**To do:**
In the article on Alabama prison officials' coronavirus plan, why did the ADOC spokeswoman say the department would make no further comment? Explain in one to three sentences.

**Passage for review:**
---
Alabama prison officials at work on coronavirus plan

Alabama Prisons

Inmates sit in a treatment dorm at Staton Correctional Facility in Elmore, Ala., Wednesday, Sept. 4, 2019. (AP Photo/Kim Chandler) APAP

Officials with the Alabama Department of Corrections say they are working with Gov. Kay Ivey’s COVID-19 task force on a plan for containing coronavirus in the state’s prison system.

ADOC spokeswoman Samantha Rose said the department is currently following guidelines provided by the Centers for Disease Control and Prevention (CDC) and Alabama Department of Public Health (ADPH).

Last Friday, Ivey named State Health Officer Scott Harris to lead a task force to oversee efforts to stop the spread of the coronavirus in Alabama. Rose said the department is working with the task force and ADPH “to review policies, procedures, and containment protocols” that would be impacted by an outbreak of coronavirus within the system.

As of Tuesday morning, there have been no reports of coronavirus in Alabama, but state and municipal leaders are continuing to take steps to prevent its potential spread.

“The Department is taking proactive steps to protect the health and well-being of inmates and staff, including the distribution of educational information on prevention and intervention as well as screening inmates for signs and symptoms of the disease, as recommended by the ADPH,” Rose said in a statement. “The ADOC will work with the ADPH and other state agencies to develop our Continuity of Operations Plan (COOP), as the Department has in previous years in formulating our pandemic response.”

Rose said ADOC would not make any further comment as “this continues to be a dynamic process with evolving information and resources.”

In 2018, an inmate diagnosed with meningitis died at Ventress Correctional Facility in Barbour County, where the ADPH monitored an outbreak of the bacterial disease. Last year about 26 inmates were diagnosed with scabies during an outbreak at William C. Holman Correctional Facility in Atmore.

Other states are formulating their own prison plans in case of outbreaks, while New York State announced this week that its inmates were making hand sanitizer, which will be available to governments, mass transit, schools and inside the prisons themselves. The New York Post quoted officials saying it cost about $6 to make a gallon jug. Alabama inmates make janitorial and sanitary supplies through Alabama Correctional Industries. That includes all-purpose cleaner, anti-bacterial liquid hand soap, disinfectants, bleach and other products.
---
**Supplied data:**

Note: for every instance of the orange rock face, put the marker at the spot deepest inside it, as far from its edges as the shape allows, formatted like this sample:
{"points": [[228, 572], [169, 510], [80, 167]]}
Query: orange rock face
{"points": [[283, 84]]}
---
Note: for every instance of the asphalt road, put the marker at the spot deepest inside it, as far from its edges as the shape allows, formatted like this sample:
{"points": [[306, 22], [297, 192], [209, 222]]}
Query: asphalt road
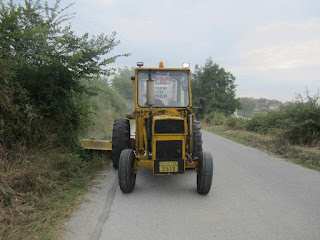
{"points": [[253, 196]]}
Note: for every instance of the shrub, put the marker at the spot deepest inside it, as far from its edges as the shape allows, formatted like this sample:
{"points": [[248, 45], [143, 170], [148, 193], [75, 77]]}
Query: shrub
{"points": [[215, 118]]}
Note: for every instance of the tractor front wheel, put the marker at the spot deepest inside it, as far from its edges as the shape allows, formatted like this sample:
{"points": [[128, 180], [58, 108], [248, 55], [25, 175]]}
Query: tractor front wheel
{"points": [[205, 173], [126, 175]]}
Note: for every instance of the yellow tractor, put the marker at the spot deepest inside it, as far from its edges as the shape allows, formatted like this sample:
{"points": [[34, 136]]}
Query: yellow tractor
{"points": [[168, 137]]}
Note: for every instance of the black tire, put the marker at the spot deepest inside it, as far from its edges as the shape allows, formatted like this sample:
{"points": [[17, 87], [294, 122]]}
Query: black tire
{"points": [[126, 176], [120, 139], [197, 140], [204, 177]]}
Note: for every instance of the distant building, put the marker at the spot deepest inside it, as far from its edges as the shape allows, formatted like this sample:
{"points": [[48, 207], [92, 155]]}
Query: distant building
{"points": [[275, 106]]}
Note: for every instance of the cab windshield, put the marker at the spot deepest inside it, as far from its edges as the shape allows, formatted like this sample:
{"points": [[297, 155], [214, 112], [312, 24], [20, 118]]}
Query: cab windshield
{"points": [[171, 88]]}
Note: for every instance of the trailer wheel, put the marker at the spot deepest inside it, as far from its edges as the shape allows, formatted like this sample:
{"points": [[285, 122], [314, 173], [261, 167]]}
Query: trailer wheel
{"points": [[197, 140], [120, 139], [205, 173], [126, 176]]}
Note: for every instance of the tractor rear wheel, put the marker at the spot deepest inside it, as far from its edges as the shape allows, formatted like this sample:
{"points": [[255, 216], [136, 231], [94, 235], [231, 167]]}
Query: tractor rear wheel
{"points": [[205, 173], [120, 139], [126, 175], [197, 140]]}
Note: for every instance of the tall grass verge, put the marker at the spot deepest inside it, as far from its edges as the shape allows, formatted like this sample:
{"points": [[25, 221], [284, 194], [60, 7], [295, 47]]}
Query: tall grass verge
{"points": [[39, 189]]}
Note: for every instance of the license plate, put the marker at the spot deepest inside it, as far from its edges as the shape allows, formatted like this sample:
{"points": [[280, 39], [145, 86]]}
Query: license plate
---
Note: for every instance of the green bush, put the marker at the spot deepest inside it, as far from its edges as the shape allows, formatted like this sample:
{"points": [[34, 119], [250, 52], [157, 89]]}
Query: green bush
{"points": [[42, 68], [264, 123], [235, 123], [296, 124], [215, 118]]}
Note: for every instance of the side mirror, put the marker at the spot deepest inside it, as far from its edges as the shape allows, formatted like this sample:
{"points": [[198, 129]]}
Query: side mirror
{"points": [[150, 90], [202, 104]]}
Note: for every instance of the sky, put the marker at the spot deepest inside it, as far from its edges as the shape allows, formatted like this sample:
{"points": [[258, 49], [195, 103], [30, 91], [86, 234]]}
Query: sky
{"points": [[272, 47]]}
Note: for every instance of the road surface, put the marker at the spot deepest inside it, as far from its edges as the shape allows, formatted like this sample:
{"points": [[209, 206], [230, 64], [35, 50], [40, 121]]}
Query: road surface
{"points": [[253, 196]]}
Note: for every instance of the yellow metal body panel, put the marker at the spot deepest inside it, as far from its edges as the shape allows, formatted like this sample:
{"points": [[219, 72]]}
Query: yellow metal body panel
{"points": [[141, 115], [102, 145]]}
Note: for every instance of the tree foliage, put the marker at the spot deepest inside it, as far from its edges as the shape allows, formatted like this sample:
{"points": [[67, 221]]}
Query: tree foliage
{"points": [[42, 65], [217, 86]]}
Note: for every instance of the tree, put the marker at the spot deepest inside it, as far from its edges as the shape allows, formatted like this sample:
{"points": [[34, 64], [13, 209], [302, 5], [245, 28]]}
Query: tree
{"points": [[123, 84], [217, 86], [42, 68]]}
---
**Output for this task:**
Samantha Rose said the ADOC would not comment further because "this continues to be a dynamic process with evolving information and resources."